- Text for analysis -
::::

Mitt Romney was down in the polls in August and struggling with his message. Since the first debate, though, he has turned his campaign around. Now the president is struggling. Can he come back?

Tobit says there is time: “He can recover. The middle is still mushy. Romney supporters might get cold feet. We could see a case of early buyer’s remorse.” RegisUrgel argues, “Obama needs to do well Monday at the debate. If he does, it is unlikely the Romney turn-out-the-vote machine, although it is better than John McCain’s, can beat the Obama campaign. The President showed last Tuesday he responds well to pressure.”

And, of course, readers disagreed as to whether President Obama had anything to turn around. (Jimward21 writes, “Why would he want to turn the race around? He’s going to win.”)

As for those convinced Romney now is in the lead in key swing states, they are convinced he all but has this in the bag. D123451 argues: “There’s only two ways Obama can recover. ...One, he needs a real plan to fix this mess by Monday, a real one that’s bold. He probably doesn’t have the staff to come up with something that’s better than Romney’s plan, so that one is off the table. Two, he has to have an October surprise that [would] shame every American from voting. . . .You have to remember Romney has already been accused of giving women cancer and other looney accusations during the summer. In other words, even if the big dark fiery place freezes over, Romney will be our 45th President of the United States.”

::::

- Provided data -
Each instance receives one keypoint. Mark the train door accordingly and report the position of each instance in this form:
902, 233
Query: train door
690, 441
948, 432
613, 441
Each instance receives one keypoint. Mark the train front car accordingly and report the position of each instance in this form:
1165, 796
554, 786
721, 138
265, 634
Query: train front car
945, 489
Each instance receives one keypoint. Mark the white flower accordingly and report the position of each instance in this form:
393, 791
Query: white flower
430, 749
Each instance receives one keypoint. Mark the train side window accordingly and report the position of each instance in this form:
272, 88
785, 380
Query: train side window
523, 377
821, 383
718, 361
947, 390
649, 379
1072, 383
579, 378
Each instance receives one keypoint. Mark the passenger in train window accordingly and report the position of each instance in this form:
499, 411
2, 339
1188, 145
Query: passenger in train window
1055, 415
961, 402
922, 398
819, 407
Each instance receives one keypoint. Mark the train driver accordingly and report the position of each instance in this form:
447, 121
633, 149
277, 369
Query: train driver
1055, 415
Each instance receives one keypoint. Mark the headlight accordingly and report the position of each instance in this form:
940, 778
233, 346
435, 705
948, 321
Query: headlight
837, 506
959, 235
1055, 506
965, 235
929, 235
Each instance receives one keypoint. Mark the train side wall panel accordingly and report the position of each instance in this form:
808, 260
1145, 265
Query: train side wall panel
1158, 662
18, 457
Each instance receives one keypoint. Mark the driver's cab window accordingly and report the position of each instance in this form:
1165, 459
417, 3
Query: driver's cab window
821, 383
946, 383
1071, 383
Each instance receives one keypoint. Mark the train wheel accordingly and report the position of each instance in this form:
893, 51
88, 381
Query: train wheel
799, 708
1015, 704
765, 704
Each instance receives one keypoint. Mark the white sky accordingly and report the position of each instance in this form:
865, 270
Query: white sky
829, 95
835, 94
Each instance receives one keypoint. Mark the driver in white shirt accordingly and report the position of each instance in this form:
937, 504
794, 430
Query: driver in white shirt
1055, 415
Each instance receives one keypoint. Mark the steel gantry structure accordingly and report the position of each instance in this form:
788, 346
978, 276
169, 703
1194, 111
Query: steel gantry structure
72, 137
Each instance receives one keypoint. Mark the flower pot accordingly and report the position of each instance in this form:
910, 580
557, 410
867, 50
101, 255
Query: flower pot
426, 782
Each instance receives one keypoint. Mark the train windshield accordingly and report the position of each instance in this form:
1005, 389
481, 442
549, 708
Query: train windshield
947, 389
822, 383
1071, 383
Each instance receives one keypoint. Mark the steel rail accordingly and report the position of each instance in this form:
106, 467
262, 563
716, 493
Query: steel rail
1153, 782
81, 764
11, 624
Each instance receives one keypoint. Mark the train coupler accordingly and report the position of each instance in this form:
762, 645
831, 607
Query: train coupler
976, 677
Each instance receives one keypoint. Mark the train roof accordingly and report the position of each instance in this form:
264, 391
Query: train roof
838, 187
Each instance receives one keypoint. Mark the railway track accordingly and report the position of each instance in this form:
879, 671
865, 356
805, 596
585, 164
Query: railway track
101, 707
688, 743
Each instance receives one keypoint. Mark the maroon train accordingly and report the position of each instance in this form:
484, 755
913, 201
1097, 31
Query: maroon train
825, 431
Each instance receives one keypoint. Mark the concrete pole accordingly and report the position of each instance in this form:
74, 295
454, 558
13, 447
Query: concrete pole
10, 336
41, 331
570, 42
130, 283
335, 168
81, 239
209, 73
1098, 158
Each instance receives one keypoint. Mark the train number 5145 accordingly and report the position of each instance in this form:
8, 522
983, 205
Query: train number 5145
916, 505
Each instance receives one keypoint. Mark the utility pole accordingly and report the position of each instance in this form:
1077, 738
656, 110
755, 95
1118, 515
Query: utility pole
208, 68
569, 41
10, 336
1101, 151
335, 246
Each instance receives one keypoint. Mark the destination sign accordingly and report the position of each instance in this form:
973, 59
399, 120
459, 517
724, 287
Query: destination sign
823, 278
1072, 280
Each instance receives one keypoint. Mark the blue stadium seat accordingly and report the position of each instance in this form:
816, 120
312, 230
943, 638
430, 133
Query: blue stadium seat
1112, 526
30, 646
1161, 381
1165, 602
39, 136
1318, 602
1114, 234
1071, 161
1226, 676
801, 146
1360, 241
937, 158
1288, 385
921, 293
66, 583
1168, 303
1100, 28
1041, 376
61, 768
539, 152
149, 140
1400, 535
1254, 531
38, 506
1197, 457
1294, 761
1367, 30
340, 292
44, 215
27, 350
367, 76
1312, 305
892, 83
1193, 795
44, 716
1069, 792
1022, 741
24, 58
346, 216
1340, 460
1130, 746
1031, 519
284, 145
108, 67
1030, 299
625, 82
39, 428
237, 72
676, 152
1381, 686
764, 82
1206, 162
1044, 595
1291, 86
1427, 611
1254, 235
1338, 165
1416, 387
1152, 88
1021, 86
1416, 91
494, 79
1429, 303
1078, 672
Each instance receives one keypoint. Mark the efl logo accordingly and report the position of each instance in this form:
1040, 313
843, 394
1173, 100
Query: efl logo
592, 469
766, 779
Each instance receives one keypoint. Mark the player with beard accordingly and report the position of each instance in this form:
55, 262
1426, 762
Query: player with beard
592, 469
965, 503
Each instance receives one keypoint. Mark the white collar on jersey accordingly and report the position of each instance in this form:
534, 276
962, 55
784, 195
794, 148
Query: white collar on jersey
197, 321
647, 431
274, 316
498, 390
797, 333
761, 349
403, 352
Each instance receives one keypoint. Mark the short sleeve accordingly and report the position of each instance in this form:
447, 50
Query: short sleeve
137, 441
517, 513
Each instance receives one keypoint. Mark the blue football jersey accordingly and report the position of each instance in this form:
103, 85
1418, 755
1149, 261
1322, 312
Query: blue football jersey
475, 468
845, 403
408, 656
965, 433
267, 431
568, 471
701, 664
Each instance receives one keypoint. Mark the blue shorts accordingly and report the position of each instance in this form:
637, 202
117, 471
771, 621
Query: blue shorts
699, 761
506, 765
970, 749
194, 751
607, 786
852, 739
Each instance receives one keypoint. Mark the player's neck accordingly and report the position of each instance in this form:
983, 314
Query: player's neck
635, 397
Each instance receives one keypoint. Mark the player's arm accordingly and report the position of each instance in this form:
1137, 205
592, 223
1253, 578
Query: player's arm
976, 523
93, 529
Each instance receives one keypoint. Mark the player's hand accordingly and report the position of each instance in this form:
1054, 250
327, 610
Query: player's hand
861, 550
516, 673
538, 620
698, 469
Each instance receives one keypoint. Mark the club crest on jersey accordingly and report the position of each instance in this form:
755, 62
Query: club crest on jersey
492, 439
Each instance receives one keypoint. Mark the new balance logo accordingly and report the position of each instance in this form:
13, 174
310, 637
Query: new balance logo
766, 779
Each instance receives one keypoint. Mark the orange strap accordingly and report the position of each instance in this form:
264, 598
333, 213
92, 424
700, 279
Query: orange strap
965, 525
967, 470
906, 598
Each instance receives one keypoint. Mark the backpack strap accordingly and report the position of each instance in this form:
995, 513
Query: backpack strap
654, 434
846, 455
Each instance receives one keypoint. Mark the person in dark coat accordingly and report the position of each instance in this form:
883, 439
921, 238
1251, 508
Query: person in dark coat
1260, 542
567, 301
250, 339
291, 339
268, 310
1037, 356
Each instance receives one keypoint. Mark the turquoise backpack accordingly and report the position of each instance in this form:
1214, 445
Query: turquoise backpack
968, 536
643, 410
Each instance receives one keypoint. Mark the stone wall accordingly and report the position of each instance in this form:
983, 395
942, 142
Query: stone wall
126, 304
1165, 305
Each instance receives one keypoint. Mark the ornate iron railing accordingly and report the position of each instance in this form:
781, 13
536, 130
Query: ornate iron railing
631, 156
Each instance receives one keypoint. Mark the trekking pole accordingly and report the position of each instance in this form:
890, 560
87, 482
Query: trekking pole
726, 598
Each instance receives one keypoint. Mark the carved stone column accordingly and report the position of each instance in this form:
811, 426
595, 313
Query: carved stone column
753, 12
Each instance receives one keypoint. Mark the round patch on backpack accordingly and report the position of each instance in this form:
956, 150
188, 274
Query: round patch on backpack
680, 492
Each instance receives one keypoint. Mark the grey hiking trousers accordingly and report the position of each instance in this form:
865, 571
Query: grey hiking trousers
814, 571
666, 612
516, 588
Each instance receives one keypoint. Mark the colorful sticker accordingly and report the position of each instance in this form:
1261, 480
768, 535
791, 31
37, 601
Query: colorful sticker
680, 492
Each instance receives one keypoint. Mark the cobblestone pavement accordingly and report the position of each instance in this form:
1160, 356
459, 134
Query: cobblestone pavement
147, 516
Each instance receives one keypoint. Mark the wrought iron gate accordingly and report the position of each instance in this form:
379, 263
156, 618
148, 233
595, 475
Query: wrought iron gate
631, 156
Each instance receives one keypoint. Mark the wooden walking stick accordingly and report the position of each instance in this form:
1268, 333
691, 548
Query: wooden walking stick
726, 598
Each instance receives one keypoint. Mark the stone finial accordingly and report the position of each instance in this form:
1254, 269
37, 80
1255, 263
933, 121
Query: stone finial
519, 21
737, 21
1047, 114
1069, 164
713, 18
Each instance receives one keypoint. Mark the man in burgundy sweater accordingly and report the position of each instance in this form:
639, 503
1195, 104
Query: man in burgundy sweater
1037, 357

::::

- Exercise 1 -
Summarize the piece on whether President Obama can recover against Romney in two sentences.
- Exercise 2 -
According to the piece on whether President Obama can recover against Romney, why does D123451 take the first way for Obama to recover off the table? Answer in one or two sentences.
- Exercise 3 -
Resume the piece on whether President Obama can recover against Romney, starting after its final sentence.

- Task output 1 -
Romney was down in the polls in August, but since the first debate he has turned his campaign around, and now the president is struggling. Readers disagree about what comes next: some say Obama can still recover, one says he will win anyway, and others are convinced Romney all but has the race in the bag.

- Task output 2 -
D123451 says Obama probably doesn't have the staff to come up with a plan better than Romney's. That rules out the bold plan to fix the mess by Monday.

- Task output 3 -
From my vantage point Romney has reversed the momentum in the race, eliminated Obama’s lead in national polling from August-September and is now ahead in a number of key battlegrounds while Obama is struggling to nail down states like Wisconsin and Pennsylvania. Nevertheless, with foreign events, another set of jobs numbers and one more debate, it would be foolish for the Romney team to take anything for granted. One can imagine that either Romney will win decisively (i.e. accelerate his momentum) or Obama will eke it out. But the onus is on Obama to persuade voters to vote for him, not against the cartoon character who fizzled when the real Romney showed up for the debates.